What to work on —
a: Name each option position that the forum thread on long and short delta gives as an example after "E.g."
b: Return the portion of the forum thread on long and short delta starting with "But if the option" and going on through "sensitivity of delta.".

Source extract —
+++

# Long Delta and Short Delta?



## Seneca60BC

Hi

Can someone explain to me what Long Delta and Short Delta basically means ?

Thanks!


----------



## mazzatelli1000

Seneca60BC said:


> Hi
> 
> Can someone explain to me what Long Delta and Short Delta basically means ?
> 
> Thanks!




Long Deltas are when you have an option position where an increase in the underlying price also increases the value of the option
E.g. Long Call, Short Put

Short Deltas are where you have an option where a decrease in the underlying price will increase the value of your option
E.g. Long Put, Short Call

Think of long deltas as positive delta and short deltas as negative delta.
It will lessen the confusion with whether the option is long or short, because sometimes people get confused that all long options have long deltas and vice versa.


----------



## Seneca60BC

Thanks for that mazz - that clears it up - can I ask - why do you hate Gamma ?


----------



## mazzatelli1000

Seneca60BC said:


> Thanks for that mazz - that clears it up - can I ask - why do you hate Gamma ?





Yeah every now and then, near expiration, Gamma will jump up and kick me in the nuts before I can get away


----------



## Seneca60BC

I thought Gamma falls as we approach expiration ?


----------



## mazzatelli1000

Seneca60BC said:


> I thought Gamma falls as we approach expiration ?




It depends where the underlying is.

If the option is deep ITM or OTM, coming towards expiration Gamma will not be very large, if anything dwindle.

But if the option is ATM or within that vicinity, delta could fluctuate wildly as movements to either side of the ATM strike could mean the option is ITM one moment and OTM the next. 

Remember that OTM delta = 0 , while ITM Delta = 1
Imagine the above scenario with 5 minutes til expiration
Long Call Option is ATM = delta 0.5
Price rallies, it becomes ITM with delta of 0.9 but then a sell off, it becomes OTM say at 0.1.

Combine that with less time to expiry and/or drop in IV means the delta will move around alot - which is what Gamma is measuring - the sensitivity of delta.


----------

+++

Data extract —
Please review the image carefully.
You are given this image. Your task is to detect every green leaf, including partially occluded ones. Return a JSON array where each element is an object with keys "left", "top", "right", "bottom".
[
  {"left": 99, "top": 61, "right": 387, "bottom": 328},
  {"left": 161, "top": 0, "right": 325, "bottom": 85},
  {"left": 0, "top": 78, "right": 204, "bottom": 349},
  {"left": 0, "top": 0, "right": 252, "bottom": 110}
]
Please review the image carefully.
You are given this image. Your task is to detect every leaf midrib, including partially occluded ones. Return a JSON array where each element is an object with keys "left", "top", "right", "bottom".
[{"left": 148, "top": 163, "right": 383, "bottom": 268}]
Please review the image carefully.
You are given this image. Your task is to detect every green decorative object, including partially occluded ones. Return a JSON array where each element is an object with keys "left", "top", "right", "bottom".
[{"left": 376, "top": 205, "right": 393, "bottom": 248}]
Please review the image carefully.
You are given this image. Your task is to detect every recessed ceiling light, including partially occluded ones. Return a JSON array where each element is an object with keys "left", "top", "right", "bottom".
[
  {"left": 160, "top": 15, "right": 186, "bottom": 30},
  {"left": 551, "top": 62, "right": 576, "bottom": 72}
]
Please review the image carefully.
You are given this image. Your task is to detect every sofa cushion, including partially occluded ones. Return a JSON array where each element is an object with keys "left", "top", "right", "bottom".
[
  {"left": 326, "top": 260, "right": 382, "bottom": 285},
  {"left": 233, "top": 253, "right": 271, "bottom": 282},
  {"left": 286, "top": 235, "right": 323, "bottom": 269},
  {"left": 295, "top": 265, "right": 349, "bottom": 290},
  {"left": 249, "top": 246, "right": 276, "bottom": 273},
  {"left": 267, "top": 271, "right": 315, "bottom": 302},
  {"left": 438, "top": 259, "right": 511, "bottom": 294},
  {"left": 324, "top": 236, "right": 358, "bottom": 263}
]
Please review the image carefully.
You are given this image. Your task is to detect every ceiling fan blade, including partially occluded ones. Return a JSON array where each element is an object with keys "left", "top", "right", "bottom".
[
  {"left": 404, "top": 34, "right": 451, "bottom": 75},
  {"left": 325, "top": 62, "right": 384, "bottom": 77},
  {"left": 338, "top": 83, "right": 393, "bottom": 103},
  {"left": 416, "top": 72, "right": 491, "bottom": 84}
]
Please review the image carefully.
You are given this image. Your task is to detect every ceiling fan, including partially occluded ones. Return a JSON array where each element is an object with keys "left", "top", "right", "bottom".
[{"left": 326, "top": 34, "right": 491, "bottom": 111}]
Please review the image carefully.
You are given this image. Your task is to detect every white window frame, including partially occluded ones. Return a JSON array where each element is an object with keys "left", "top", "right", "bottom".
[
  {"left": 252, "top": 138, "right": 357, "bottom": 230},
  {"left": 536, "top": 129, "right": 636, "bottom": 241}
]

+++

Results in order —
a:
Long Call
Short Put
Long Put
Short Call

b:
But if the option is ATM or within that vicinity, delta could fluctuate wildly as movements to either side of the ATM strike could mean the option is ITM one moment and OTM the next. 

Remember that OTM delta = 0 , while ITM Delta = 1
Imagine the above scenario with 5 minutes til expiration
Long Call Option is ATM = delta 0.5
Price rallies, it becomes ITM with delta of 0.9 but then a sell off, it becomes OTM say at 0.1.

Combine that with less time to expiry and/or drop in IV means the delta will move around alot - which is what Gamma is measuring - the sensitivity of delta.